**REQUIREMENT**
Restate word for word the line containing "Need: place one" and each line that follows it, through the last line below, and nothing else.

⁂

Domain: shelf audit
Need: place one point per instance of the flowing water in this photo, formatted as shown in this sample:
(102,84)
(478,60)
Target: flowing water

⁂

**REPLY**
Need: place one point per instance of the flowing water in this photo, formatted as shown in this sample:
(102,84)
(478,60)
Target: flowing water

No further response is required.